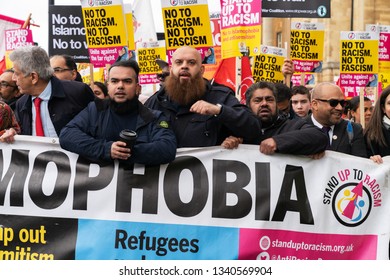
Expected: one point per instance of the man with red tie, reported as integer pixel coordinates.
(48, 103)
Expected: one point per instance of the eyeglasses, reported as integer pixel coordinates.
(162, 76)
(60, 70)
(334, 102)
(5, 84)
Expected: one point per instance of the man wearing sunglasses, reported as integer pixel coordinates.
(327, 109)
(164, 66)
(65, 68)
(8, 89)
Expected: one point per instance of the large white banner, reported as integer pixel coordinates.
(210, 203)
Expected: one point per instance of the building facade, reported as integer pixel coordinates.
(346, 15)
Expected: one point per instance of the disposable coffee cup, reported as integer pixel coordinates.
(129, 137)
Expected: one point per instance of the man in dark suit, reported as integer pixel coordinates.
(278, 133)
(327, 108)
(48, 103)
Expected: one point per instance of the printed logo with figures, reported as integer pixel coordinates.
(352, 202)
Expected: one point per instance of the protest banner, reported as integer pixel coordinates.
(307, 79)
(15, 38)
(147, 53)
(307, 46)
(105, 28)
(358, 61)
(215, 21)
(208, 204)
(142, 22)
(296, 9)
(6, 23)
(186, 23)
(67, 33)
(240, 28)
(268, 64)
(384, 53)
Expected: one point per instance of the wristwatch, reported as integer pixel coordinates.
(220, 106)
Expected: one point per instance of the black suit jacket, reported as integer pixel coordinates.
(341, 141)
(67, 99)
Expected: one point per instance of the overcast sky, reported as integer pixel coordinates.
(20, 9)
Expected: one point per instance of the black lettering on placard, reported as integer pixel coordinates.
(61, 181)
(148, 182)
(14, 177)
(293, 174)
(199, 184)
(221, 189)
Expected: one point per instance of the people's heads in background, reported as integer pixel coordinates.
(185, 83)
(8, 89)
(353, 109)
(372, 81)
(327, 103)
(100, 90)
(209, 57)
(132, 55)
(283, 98)
(32, 69)
(300, 100)
(65, 68)
(317, 67)
(122, 81)
(380, 118)
(164, 66)
(261, 99)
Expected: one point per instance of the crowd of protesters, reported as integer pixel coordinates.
(43, 96)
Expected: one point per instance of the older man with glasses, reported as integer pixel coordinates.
(327, 105)
(9, 91)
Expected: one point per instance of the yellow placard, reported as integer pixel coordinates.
(384, 78)
(268, 68)
(147, 59)
(130, 31)
(105, 26)
(307, 44)
(359, 56)
(187, 26)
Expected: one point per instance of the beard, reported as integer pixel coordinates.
(186, 92)
(127, 107)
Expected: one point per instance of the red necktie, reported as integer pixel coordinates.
(38, 120)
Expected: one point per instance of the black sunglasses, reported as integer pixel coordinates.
(162, 76)
(334, 102)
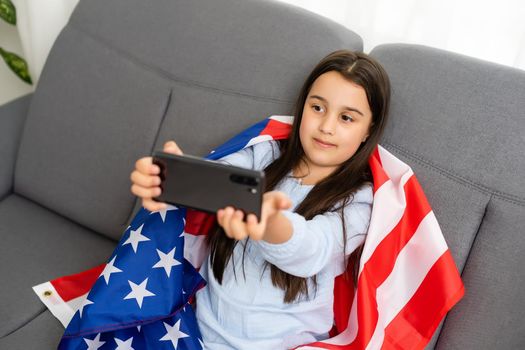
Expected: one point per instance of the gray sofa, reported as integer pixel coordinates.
(124, 76)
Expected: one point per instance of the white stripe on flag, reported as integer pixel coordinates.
(61, 309)
(258, 139)
(412, 265)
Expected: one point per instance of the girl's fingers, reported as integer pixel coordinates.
(143, 180)
(172, 147)
(237, 226)
(145, 193)
(254, 228)
(226, 219)
(145, 166)
(152, 205)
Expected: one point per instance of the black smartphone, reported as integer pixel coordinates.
(206, 185)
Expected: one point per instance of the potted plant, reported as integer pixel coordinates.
(16, 63)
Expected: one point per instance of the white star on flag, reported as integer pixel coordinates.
(164, 212)
(139, 292)
(124, 345)
(167, 261)
(173, 333)
(109, 269)
(85, 303)
(95, 343)
(135, 237)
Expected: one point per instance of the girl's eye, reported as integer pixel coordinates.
(317, 108)
(347, 118)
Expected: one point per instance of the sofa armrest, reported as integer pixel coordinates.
(12, 118)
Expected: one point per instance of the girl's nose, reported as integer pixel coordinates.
(327, 126)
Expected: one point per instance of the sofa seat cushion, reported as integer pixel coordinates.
(43, 332)
(39, 245)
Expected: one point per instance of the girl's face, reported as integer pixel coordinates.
(336, 119)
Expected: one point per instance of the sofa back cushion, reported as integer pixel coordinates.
(459, 123)
(125, 76)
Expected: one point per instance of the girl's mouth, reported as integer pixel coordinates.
(323, 144)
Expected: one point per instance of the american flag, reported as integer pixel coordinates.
(140, 298)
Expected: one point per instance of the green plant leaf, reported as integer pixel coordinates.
(8, 11)
(17, 65)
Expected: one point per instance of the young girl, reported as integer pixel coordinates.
(270, 283)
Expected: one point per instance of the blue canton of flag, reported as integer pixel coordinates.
(141, 299)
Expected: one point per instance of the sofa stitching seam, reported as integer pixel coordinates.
(458, 178)
(167, 75)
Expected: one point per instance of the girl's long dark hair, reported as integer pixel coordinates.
(334, 192)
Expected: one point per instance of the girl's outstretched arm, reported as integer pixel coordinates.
(273, 227)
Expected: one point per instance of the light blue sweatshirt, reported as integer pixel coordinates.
(246, 311)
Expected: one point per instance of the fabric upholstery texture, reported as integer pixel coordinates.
(459, 123)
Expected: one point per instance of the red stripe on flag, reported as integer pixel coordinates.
(413, 327)
(378, 173)
(377, 269)
(381, 263)
(278, 130)
(73, 286)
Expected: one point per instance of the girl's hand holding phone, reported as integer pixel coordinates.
(235, 227)
(145, 179)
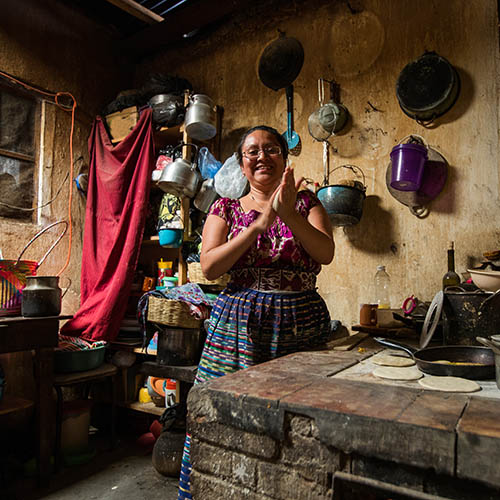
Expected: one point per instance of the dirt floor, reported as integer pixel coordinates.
(124, 473)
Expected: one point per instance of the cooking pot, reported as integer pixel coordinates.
(42, 296)
(200, 118)
(471, 362)
(167, 109)
(205, 196)
(280, 62)
(181, 177)
(344, 202)
(467, 314)
(427, 87)
(180, 346)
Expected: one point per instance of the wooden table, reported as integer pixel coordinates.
(41, 335)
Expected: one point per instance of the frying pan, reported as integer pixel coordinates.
(281, 62)
(428, 360)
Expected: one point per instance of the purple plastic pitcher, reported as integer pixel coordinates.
(408, 162)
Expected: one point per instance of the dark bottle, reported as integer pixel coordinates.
(451, 278)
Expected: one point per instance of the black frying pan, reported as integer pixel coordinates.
(427, 360)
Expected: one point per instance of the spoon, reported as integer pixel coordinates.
(490, 344)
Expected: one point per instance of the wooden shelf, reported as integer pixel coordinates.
(182, 373)
(150, 408)
(12, 404)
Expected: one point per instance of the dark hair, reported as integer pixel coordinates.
(279, 138)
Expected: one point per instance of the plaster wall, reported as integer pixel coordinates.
(364, 45)
(55, 50)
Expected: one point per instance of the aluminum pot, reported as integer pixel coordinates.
(344, 203)
(205, 196)
(200, 120)
(181, 177)
(180, 346)
(167, 109)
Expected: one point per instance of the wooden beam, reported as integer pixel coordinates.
(183, 20)
(137, 10)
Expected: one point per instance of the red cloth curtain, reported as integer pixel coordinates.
(117, 201)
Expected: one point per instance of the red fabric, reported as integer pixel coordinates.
(117, 200)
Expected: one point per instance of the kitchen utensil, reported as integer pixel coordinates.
(180, 177)
(496, 352)
(467, 314)
(427, 88)
(200, 120)
(344, 203)
(486, 280)
(292, 138)
(13, 274)
(433, 182)
(408, 162)
(280, 62)
(42, 296)
(167, 109)
(471, 362)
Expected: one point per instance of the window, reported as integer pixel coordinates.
(18, 113)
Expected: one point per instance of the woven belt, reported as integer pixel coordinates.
(266, 279)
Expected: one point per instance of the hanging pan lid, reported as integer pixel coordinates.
(427, 87)
(280, 62)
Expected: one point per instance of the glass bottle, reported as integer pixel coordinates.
(382, 288)
(451, 278)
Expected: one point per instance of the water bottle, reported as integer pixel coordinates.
(382, 288)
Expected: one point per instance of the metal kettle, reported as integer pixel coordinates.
(42, 296)
(181, 177)
(200, 120)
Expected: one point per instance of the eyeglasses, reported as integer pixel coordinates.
(253, 154)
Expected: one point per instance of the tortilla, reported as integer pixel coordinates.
(398, 373)
(385, 359)
(449, 384)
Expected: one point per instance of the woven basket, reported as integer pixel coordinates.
(171, 313)
(196, 275)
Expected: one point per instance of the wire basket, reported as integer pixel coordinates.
(196, 275)
(171, 313)
(13, 275)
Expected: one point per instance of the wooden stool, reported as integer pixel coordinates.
(105, 371)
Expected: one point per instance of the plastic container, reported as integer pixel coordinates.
(408, 161)
(171, 238)
(382, 284)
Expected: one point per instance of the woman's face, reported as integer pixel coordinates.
(262, 160)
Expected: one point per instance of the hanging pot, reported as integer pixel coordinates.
(167, 109)
(180, 177)
(200, 121)
(280, 62)
(344, 202)
(205, 196)
(427, 87)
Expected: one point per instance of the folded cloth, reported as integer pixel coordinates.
(67, 343)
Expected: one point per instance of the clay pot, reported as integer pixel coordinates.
(167, 453)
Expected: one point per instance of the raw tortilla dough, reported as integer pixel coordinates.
(385, 359)
(449, 384)
(397, 373)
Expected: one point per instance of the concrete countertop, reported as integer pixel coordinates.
(453, 433)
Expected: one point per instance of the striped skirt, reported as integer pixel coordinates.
(248, 327)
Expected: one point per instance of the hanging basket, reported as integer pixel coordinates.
(171, 313)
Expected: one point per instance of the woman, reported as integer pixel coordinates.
(273, 242)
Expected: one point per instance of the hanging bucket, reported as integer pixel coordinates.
(13, 274)
(408, 161)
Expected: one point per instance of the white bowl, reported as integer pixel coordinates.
(487, 280)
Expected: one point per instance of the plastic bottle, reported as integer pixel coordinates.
(382, 288)
(451, 278)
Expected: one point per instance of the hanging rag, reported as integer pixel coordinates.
(117, 200)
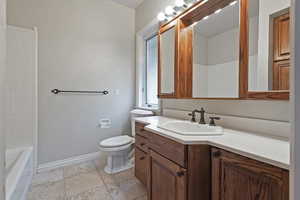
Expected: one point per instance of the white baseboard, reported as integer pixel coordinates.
(67, 162)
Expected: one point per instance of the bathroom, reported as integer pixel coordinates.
(149, 99)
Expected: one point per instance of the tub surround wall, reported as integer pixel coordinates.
(270, 110)
(2, 76)
(83, 45)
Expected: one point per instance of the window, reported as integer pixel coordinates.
(151, 67)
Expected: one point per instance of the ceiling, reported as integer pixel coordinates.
(129, 3)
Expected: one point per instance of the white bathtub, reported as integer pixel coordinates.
(19, 172)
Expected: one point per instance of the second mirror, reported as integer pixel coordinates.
(216, 53)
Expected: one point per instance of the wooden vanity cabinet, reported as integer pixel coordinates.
(236, 177)
(174, 171)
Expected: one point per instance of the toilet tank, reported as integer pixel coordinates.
(138, 113)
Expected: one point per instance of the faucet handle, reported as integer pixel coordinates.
(212, 120)
(193, 116)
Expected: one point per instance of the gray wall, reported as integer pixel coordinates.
(87, 45)
(276, 110)
(2, 76)
(295, 148)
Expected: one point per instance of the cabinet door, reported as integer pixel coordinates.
(236, 178)
(167, 180)
(141, 165)
(282, 37)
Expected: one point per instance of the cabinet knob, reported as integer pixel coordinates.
(180, 173)
(217, 154)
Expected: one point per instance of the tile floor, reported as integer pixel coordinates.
(86, 181)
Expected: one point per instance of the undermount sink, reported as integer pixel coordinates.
(191, 128)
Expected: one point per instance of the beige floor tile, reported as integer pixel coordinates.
(48, 177)
(82, 183)
(129, 190)
(48, 191)
(73, 170)
(98, 193)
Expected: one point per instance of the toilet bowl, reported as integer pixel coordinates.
(119, 149)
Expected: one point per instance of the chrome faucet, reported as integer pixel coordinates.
(202, 115)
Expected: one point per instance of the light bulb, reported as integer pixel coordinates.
(169, 10)
(218, 11)
(161, 16)
(179, 3)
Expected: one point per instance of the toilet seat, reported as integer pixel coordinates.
(116, 143)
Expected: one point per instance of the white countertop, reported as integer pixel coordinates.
(265, 149)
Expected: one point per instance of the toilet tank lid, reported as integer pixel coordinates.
(141, 112)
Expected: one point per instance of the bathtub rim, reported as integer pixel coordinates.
(15, 174)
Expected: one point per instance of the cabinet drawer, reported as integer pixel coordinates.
(170, 149)
(141, 166)
(141, 143)
(139, 129)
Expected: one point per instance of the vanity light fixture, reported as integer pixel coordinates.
(218, 11)
(233, 3)
(161, 16)
(170, 10)
(180, 4)
(206, 17)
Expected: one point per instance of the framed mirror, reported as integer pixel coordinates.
(216, 45)
(167, 61)
(269, 49)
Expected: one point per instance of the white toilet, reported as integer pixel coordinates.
(120, 149)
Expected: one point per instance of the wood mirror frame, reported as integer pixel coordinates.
(194, 15)
(182, 70)
(244, 75)
(184, 51)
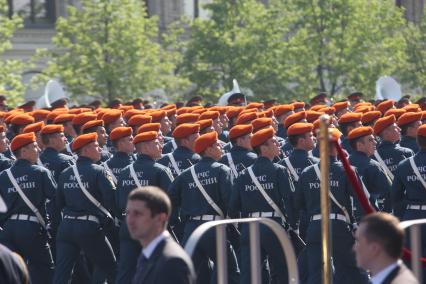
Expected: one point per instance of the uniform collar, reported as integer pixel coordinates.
(238, 148)
(207, 160)
(183, 149)
(144, 157)
(22, 162)
(359, 153)
(85, 160)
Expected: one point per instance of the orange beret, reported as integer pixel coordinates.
(22, 119)
(317, 107)
(262, 136)
(395, 111)
(297, 105)
(185, 129)
(283, 109)
(254, 105)
(125, 107)
(382, 123)
(299, 128)
(93, 123)
(246, 118)
(204, 123)
(363, 109)
(145, 137)
(40, 114)
(421, 131)
(312, 115)
(293, 118)
(120, 132)
(187, 118)
(111, 116)
(131, 112)
(412, 108)
(22, 140)
(248, 110)
(233, 112)
(259, 123)
(139, 119)
(360, 132)
(170, 106)
(408, 118)
(205, 141)
(33, 127)
(328, 110)
(385, 105)
(149, 127)
(370, 116)
(158, 115)
(84, 117)
(240, 130)
(52, 128)
(334, 133)
(221, 109)
(64, 118)
(182, 110)
(350, 117)
(198, 111)
(340, 105)
(84, 139)
(53, 115)
(267, 113)
(209, 115)
(170, 112)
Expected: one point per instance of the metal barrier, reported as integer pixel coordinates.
(221, 257)
(416, 247)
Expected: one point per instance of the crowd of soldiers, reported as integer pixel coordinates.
(66, 174)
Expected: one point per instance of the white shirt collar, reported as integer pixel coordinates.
(379, 277)
(149, 249)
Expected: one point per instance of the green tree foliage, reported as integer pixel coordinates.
(109, 49)
(10, 70)
(292, 49)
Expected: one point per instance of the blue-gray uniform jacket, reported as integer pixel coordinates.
(286, 148)
(282, 131)
(410, 143)
(346, 145)
(105, 155)
(276, 182)
(406, 188)
(184, 158)
(307, 195)
(148, 172)
(374, 179)
(168, 146)
(97, 182)
(224, 136)
(56, 162)
(5, 162)
(110, 148)
(242, 158)
(392, 154)
(35, 181)
(118, 162)
(300, 159)
(217, 182)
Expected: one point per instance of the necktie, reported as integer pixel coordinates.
(140, 268)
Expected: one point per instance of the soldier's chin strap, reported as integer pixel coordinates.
(365, 203)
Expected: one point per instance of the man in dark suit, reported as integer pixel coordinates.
(378, 248)
(161, 260)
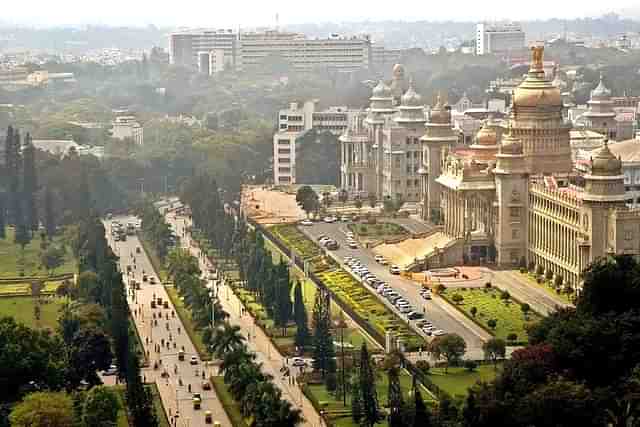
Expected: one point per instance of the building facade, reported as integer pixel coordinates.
(293, 123)
(512, 196)
(250, 50)
(499, 39)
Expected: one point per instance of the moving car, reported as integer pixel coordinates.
(380, 260)
(298, 361)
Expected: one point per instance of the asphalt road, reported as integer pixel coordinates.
(266, 353)
(184, 379)
(436, 310)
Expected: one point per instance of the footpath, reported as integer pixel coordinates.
(257, 341)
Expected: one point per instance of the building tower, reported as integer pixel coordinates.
(398, 83)
(381, 106)
(438, 138)
(512, 201)
(537, 121)
(601, 117)
(604, 190)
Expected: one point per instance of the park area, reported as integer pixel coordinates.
(22, 309)
(295, 240)
(378, 231)
(340, 416)
(17, 263)
(457, 380)
(485, 305)
(368, 307)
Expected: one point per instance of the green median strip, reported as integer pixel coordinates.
(231, 407)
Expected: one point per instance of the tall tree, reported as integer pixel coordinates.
(49, 214)
(323, 349)
(395, 401)
(300, 315)
(29, 184)
(3, 216)
(370, 409)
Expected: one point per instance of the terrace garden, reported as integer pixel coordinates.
┄┄┄┄┄┄┄┄┄┄
• [Task]: Reproduce verbatim the rows from the line containing "Expected: one point per instance of the tall" through the last line of the rows, inclusive.

• [Final answer]:
Expected: one point per instance of the tall tree, reported as integer pixel coordinates.
(49, 214)
(323, 349)
(395, 401)
(300, 315)
(29, 184)
(3, 216)
(370, 409)
Expected: one point per instance of the terrace garden, reported as integer pixel coordinates.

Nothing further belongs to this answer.